◆ PROMPT ◆
Gather every line of the records that contains the word "cloud", and treat uppercase and lowercase as different.

◆ GIVEN ENTRIES ◆
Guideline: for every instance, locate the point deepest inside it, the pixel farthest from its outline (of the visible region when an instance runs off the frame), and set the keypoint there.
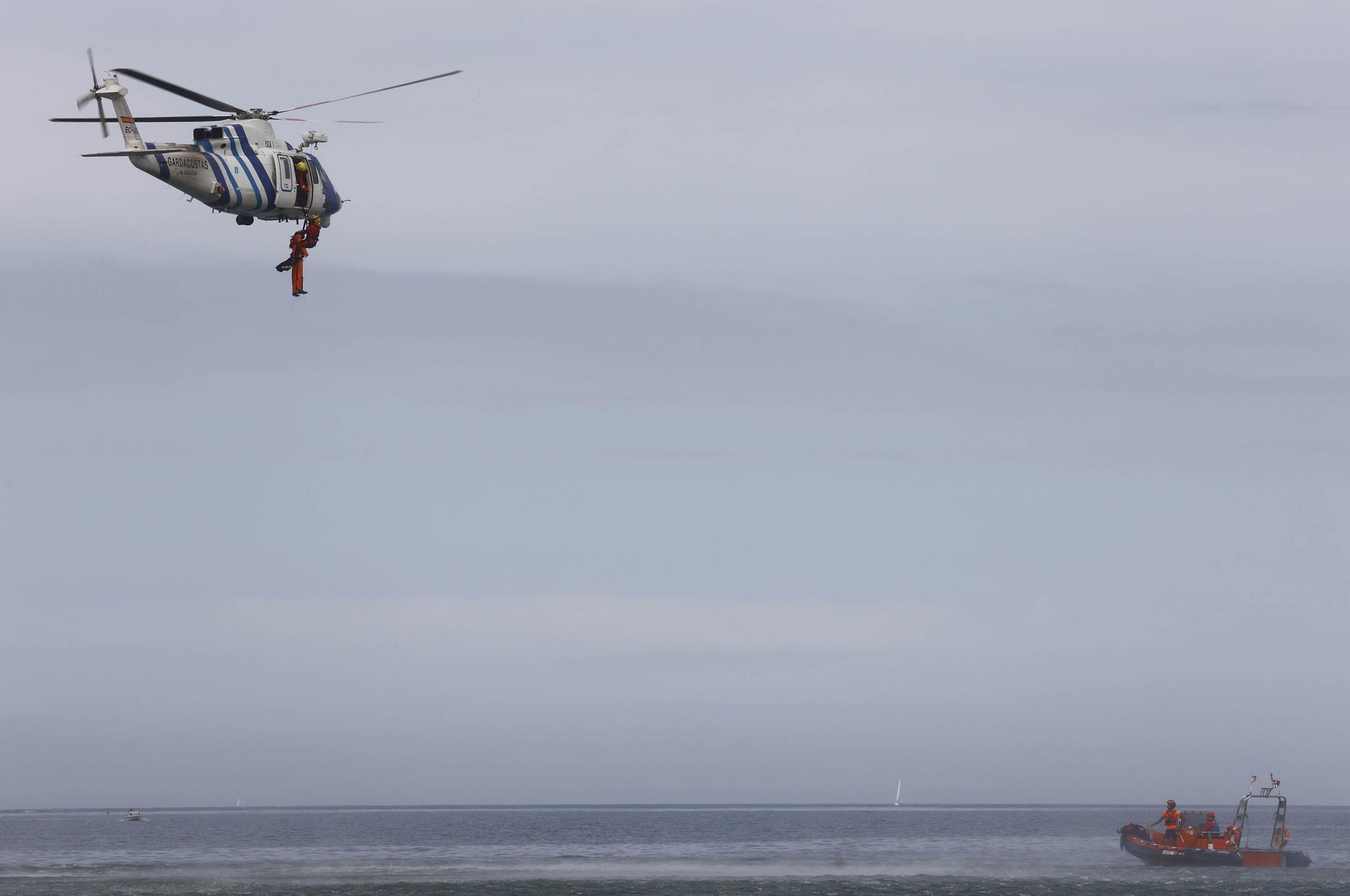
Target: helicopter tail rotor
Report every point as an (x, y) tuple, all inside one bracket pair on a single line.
[(94, 94)]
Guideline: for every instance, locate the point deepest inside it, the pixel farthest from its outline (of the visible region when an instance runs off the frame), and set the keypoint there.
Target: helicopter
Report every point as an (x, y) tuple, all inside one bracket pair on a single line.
[(236, 164)]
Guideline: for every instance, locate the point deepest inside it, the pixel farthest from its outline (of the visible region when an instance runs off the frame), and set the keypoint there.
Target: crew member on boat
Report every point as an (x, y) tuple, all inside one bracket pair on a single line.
[(1171, 820)]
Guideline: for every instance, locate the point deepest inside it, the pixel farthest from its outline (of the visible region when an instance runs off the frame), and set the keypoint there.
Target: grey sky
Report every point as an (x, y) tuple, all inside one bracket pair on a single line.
[(781, 399)]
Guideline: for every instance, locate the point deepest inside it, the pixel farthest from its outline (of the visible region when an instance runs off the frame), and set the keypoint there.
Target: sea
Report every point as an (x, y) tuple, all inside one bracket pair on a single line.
[(766, 851)]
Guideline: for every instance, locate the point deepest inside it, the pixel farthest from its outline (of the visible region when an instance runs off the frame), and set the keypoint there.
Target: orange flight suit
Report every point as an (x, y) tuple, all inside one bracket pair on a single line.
[(298, 271)]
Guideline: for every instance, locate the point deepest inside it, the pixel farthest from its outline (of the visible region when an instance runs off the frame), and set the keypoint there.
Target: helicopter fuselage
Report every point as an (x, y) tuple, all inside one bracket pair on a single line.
[(241, 168)]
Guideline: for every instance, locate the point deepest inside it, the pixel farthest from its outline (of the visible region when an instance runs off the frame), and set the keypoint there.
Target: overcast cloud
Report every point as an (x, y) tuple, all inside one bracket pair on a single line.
[(696, 403)]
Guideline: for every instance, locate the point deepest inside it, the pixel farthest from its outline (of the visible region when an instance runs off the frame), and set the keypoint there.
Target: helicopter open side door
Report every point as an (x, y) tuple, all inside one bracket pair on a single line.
[(286, 183)]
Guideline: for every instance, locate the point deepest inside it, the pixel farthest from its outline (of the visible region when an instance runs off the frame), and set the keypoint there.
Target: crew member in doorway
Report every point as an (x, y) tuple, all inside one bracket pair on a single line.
[(1171, 820), (302, 186)]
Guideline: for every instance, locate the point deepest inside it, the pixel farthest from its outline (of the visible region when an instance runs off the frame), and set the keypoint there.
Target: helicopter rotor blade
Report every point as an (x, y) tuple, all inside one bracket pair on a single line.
[(182, 91), (445, 75), (160, 118), (286, 118)]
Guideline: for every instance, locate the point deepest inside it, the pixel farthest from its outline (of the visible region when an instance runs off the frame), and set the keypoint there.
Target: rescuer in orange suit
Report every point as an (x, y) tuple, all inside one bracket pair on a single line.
[(1171, 820), (302, 242), (298, 267)]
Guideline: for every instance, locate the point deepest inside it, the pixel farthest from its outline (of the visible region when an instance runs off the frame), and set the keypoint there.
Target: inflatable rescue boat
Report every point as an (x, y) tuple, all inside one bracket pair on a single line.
[(1233, 845)]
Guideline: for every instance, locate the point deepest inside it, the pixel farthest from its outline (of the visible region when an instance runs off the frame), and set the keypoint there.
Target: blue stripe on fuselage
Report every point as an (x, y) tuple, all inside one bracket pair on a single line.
[(164, 167), (234, 155), (257, 164), (215, 169), (238, 200), (333, 202)]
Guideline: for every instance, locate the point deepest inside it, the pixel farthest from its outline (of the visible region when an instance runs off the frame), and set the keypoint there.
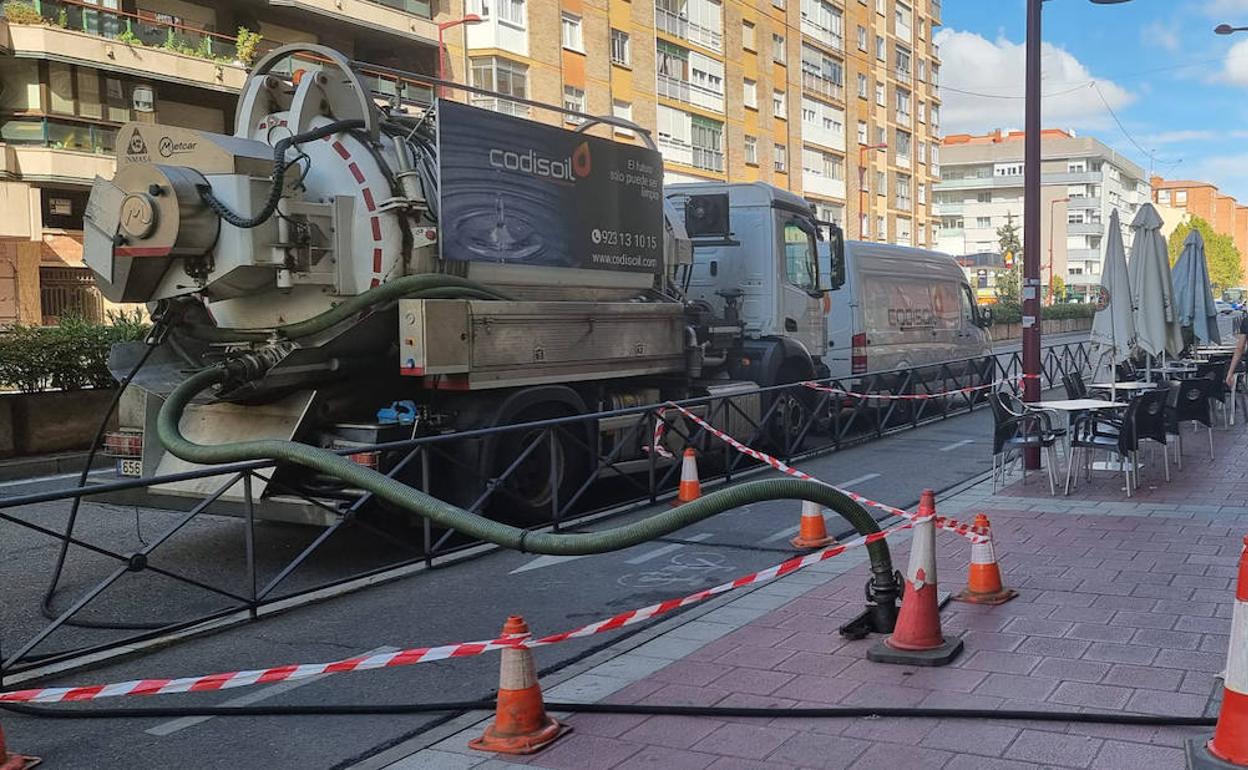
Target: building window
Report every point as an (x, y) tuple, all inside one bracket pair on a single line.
[(619, 48), (708, 142), (750, 92), (512, 11), (623, 110), (902, 145), (572, 34), (902, 104), (503, 76), (573, 101)]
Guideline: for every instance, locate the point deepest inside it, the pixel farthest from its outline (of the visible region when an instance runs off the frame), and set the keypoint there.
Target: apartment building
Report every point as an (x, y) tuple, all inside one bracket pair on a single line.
[(1082, 181), (1223, 212), (785, 91)]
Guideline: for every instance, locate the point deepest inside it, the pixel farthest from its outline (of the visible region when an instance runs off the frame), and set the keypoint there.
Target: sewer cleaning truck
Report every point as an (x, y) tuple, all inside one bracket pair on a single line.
[(449, 267)]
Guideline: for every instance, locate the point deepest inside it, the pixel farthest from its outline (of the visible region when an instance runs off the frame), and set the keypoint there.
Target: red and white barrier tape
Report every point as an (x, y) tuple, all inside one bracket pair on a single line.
[(426, 654), (815, 386), (967, 531)]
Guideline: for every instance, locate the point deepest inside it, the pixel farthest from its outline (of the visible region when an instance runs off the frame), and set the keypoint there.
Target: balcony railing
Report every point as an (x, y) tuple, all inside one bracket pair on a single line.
[(501, 105), (59, 135), (689, 92), (132, 29), (823, 86), (680, 26), (823, 35)]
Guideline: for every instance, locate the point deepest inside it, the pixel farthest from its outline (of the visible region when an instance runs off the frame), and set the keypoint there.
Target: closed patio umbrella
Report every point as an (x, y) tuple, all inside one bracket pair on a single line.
[(1193, 297), (1157, 330), (1113, 328)]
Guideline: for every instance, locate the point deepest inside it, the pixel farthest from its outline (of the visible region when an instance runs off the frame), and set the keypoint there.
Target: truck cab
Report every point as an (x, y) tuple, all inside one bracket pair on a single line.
[(755, 247)]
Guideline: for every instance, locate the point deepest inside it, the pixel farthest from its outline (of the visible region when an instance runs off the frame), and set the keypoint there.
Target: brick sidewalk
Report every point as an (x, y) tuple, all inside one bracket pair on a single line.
[(1125, 607)]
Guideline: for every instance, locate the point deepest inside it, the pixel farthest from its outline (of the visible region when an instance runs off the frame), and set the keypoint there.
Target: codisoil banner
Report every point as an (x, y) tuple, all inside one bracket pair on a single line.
[(518, 191)]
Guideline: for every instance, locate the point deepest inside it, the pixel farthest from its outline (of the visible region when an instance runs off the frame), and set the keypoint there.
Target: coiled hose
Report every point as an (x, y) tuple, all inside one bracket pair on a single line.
[(427, 286), (481, 528)]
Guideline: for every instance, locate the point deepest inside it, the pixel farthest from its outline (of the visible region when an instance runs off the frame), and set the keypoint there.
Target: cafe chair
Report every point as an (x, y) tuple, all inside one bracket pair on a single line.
[(1015, 429)]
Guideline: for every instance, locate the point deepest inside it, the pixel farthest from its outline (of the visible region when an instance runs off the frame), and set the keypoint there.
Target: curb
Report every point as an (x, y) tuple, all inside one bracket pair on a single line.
[(20, 468)]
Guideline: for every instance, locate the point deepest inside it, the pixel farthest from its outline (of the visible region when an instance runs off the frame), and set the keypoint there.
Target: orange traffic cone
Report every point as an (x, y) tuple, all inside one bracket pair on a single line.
[(690, 488), (984, 578), (14, 761), (916, 639), (521, 723), (814, 529), (1229, 744)]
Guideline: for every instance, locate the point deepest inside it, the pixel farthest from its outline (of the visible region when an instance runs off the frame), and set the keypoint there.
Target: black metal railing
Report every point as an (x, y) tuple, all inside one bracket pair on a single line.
[(619, 469)]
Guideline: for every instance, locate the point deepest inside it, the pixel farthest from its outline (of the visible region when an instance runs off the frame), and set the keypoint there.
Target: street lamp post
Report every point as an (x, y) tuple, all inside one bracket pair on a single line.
[(1031, 214), (1051, 220), (442, 46), (862, 212)]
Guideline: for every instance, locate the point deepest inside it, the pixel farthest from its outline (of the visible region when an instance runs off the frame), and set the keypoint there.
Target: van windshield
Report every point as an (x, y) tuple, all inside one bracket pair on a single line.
[(800, 263)]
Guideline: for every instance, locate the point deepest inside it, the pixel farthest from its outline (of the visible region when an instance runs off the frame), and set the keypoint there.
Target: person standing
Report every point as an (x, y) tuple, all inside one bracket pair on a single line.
[(1241, 343)]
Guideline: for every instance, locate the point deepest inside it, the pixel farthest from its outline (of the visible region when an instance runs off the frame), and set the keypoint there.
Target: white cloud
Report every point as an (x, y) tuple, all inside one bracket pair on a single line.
[(1234, 66), (1161, 35), (994, 71), (1222, 8)]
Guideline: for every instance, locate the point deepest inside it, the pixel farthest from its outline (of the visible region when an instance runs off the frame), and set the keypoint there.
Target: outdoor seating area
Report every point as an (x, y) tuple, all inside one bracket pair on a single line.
[(1163, 380)]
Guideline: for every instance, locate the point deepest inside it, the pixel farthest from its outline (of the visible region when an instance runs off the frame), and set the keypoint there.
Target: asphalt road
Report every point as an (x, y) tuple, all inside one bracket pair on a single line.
[(462, 602)]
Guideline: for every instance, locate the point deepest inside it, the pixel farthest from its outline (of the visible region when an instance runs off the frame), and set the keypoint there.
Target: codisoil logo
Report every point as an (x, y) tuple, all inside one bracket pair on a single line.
[(565, 170)]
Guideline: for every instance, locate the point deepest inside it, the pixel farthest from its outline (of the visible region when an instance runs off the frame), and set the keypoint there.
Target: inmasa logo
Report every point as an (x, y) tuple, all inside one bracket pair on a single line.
[(578, 166)]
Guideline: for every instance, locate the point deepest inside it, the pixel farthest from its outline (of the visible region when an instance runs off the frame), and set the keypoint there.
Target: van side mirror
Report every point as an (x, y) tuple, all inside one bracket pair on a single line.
[(836, 248)]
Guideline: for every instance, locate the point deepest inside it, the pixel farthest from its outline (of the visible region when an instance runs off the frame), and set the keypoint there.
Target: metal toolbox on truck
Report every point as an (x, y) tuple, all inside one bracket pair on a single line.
[(492, 345)]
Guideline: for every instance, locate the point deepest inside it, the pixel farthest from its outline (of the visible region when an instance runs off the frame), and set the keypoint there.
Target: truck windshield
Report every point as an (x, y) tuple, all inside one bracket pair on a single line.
[(800, 263)]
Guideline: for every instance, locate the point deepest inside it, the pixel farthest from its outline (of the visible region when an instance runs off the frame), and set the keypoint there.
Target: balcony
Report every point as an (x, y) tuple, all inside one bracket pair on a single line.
[(689, 92), (825, 186), (391, 16), (55, 151), (680, 26), (821, 35), (1085, 229), (821, 86), (679, 151), (120, 41)]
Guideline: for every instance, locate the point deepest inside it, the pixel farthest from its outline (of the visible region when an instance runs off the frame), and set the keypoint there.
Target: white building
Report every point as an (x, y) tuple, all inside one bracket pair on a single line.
[(1082, 182)]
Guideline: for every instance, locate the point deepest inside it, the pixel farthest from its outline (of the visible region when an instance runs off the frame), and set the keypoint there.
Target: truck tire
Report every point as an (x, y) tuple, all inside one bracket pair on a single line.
[(527, 496)]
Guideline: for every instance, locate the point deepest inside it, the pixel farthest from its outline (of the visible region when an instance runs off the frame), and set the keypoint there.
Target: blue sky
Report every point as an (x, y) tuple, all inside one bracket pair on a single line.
[(1179, 91)]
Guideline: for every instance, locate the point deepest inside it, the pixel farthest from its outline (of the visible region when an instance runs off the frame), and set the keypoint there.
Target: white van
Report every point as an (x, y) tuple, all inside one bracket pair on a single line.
[(900, 307)]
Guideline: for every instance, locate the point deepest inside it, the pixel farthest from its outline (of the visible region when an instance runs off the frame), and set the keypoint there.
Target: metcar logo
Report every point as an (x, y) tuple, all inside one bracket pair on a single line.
[(578, 166)]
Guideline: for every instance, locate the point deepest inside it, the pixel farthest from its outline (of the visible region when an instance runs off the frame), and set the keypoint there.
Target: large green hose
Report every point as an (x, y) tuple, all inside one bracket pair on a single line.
[(478, 527), (428, 286)]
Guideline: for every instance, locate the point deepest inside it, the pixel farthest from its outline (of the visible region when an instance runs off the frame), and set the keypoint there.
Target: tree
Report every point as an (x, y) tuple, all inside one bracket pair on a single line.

◆ IN RESPONSE ◆
Target: overcast cloud
Target: white cloud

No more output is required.